§ **Given information**:
------------------------------------------------
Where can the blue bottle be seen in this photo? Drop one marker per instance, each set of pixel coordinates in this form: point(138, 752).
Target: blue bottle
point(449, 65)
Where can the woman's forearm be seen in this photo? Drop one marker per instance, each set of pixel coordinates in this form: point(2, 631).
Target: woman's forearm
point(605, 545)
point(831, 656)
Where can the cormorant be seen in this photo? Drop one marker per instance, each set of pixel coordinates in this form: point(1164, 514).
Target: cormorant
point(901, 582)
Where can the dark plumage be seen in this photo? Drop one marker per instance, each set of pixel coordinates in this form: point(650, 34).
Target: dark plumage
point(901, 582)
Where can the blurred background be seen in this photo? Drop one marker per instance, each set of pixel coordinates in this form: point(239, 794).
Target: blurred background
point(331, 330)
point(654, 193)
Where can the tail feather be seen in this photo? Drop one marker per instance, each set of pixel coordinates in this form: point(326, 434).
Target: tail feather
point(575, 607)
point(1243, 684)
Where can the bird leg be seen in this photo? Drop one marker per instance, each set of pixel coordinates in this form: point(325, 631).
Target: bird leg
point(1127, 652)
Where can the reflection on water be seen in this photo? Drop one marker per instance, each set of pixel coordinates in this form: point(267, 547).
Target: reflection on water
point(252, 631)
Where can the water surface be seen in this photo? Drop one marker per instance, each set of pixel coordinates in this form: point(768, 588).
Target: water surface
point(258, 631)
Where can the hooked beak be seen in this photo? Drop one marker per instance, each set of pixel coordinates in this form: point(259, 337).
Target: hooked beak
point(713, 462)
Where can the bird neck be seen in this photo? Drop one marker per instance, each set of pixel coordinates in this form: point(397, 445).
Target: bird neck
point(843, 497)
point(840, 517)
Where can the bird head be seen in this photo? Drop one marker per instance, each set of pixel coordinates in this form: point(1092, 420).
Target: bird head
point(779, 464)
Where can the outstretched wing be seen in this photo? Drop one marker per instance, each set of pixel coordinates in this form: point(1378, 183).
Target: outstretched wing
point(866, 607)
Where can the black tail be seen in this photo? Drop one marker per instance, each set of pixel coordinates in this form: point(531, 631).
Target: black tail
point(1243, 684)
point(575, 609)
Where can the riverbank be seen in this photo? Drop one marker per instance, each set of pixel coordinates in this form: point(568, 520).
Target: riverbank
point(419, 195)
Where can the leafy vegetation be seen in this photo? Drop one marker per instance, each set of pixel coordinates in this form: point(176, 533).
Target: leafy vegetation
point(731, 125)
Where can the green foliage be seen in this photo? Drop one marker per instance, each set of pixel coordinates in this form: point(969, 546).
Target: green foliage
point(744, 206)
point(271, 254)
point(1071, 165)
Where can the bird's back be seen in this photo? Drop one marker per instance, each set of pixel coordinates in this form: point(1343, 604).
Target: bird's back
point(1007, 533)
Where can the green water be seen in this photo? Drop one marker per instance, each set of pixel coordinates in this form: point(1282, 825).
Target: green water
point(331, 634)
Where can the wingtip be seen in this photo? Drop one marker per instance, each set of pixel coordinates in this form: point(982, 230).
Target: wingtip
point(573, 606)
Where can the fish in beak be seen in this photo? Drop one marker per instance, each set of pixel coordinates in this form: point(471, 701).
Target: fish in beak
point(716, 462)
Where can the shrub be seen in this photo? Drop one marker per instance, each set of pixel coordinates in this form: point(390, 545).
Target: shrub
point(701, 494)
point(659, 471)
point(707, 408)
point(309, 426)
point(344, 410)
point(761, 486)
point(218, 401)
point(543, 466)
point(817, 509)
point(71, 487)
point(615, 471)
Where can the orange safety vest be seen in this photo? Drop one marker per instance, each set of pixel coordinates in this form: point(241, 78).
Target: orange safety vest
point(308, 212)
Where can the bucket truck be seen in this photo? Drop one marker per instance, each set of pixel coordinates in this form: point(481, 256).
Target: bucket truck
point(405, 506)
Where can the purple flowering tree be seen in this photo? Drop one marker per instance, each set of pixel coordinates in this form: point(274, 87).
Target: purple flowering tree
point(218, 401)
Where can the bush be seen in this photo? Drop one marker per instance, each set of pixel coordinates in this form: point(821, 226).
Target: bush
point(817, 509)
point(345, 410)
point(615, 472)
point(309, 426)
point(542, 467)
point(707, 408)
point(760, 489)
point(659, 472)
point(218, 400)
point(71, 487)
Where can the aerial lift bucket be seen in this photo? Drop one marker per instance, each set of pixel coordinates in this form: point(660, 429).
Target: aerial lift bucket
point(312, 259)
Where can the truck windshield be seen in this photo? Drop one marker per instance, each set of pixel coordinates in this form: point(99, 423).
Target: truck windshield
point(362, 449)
------------------------------------------------
§ **Aim of the exercise**: In the part of the material that opens with the line containing "Where can the green foliage" and closes with the line containing "point(1007, 533)", substitute "green leaves" for "green foliage" and reproduce those lines with nothing else altered.

§ **Exercise output**:
Where can the green leaves be seen in this photo? Drop one marker per instance, each set of pixel coordinates in this form: point(969, 546).
Target: green leaves
point(744, 206)
point(271, 254)
point(1071, 165)
Where can the bird's back be seen in this photo? Drop one marker per instance, each set of pixel coordinates in this form: point(1343, 604).
Target: bird's back
point(1007, 533)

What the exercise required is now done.